** Quoted passage **

+ + + + + + +

Overuse as a forgotten measure of quality: the need to study the impact of Choosing Wisely campaigns
The Institute of Medicine (IOM) classified all healthcare quality problems into three categories: underuse, overuse and misuse.3 In recent years, underuse of effective therapies and misuse of services have received the most attention from quality improvement initiatives and patient safety efforts.9 ,10 Interestingly, research on the issue of overuse predates that of underuse, spanning back to the late 1960s and early 1970s.11 Early studies examining the geographical variation of service delivery suggested that a large proportion of medical procedures were not necessary.12–14 During the 1980s, researchers at RAND Corporation developed a method to rate the appropriateness of medical services from appropriate, where expected benefits clearly exceed risks, to inappropriate, where expected harms outweigh expected benefits.15 It has only been in the past few years that overuse began to garner more attention.9 ,10 ,16–18 Similar to initiatives aimed at decreasing underuse, limiting overuse takes focused improvement initiatives that in many cases are potentially expensive. Evaluating whether these initiatives work is the first step in assessing whether the effort is ‘worth it’. Effective campaigns should have three essential hallmarks: (1) focus on areas that have high baseline rates of overuse and in which limiting overuse is likely to improve outcomes of care (directly or downstream); (2) tailored interventions that address major barriers faced by both providers and patients to motivate change;19 (3) use clinically meaningful measures to understand the effect of the campaign on physician attitudes, physician behaviour and ordering behaviour, and patient experiences, including both intended and unintended consequences. Although all three key elements are important, measure of overuse and metrics to assess physician and patient attitudes towards overuse are necessary to achieve the first two stated objectives. Therefore, we have chosen to focus this paper on effective measurement of the Choosing Wisely Campaign.

+ + + + + + +

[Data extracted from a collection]
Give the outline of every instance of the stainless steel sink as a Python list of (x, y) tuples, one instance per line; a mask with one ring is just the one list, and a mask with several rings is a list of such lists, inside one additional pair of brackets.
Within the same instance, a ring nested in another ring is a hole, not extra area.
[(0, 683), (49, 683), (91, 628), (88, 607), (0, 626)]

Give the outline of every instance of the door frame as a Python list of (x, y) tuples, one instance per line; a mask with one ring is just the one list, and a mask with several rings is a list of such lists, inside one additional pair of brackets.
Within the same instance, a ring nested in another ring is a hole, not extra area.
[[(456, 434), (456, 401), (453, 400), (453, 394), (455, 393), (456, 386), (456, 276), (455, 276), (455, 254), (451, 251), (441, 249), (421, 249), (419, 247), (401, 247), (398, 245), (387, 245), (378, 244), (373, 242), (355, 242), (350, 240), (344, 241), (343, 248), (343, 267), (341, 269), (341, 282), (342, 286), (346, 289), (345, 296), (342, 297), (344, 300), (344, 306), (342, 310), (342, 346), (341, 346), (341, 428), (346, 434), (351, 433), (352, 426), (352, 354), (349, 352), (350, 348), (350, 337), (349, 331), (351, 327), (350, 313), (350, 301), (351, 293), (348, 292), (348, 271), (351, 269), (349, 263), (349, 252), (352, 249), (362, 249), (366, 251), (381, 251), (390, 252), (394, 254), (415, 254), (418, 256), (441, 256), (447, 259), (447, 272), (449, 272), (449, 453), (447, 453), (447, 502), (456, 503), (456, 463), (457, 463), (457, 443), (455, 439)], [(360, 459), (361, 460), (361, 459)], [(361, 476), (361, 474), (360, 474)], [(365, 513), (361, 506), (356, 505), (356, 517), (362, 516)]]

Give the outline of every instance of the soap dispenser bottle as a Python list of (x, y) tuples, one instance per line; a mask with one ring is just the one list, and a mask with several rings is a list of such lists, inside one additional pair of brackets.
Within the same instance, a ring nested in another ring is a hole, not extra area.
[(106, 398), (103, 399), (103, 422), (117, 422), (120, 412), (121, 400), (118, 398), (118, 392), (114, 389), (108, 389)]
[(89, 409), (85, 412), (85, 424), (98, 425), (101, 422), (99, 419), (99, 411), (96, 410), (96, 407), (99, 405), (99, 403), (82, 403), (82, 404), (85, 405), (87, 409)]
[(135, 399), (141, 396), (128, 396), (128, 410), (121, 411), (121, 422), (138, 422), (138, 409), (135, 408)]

+ + + + + + +

** What you will do **
A - In the text on overuse and Choosing Wisely campaigns, what three categories did the Institute of Medicine use to classify healthcare quality problems?
B - Continue the text on overuse and Choosing Wisely campaigns from its final sentence.
These rows have no connection to the text about overuse and Choosing Wisely campaigns.

** Task-by-task results **
A - Underuse, overuse and misuse.

B -
Measurement tools to assess the impact of Choosing Wisely
Table 1 shows a measurement framework to assess the impact of a Choosing Wisely campaign. We identified three broad categories of impact: physician attitudes, physician behaviours and patient engagement and acceptance.5 Under each of these categories, we have identified various methods for how they may be measured, time frames of expected impact and advantages/disadvantages of each approach. We will expand on each category below.
Assessment of physician attitudes, knowledge and perceptions towards the issue of low-value care and its causes and challenges
One of the early markers of the impact of Choosing Wisely campaigns is provider awareness that more is not always better. Surveying physicians is probably the most straightforward, standardisable and cost-effective way of assessing physicians’ awareness and attitudes. Ideally, one would assess change in perceptions before and after the start of a campaign and compare the change in perceptions with those of physicians in a concurrent control group who are similar in basic characteristics but are not exposed to the campaign at the same time. Detailed survey data can also provide nuanced information about the underlying drivers of low-value care and challenges in reducing low-value care. These data can be subsequently used to help target specific Choosing Wisely recommendations and can guide the development of specific interventions designed to reduce low-value care.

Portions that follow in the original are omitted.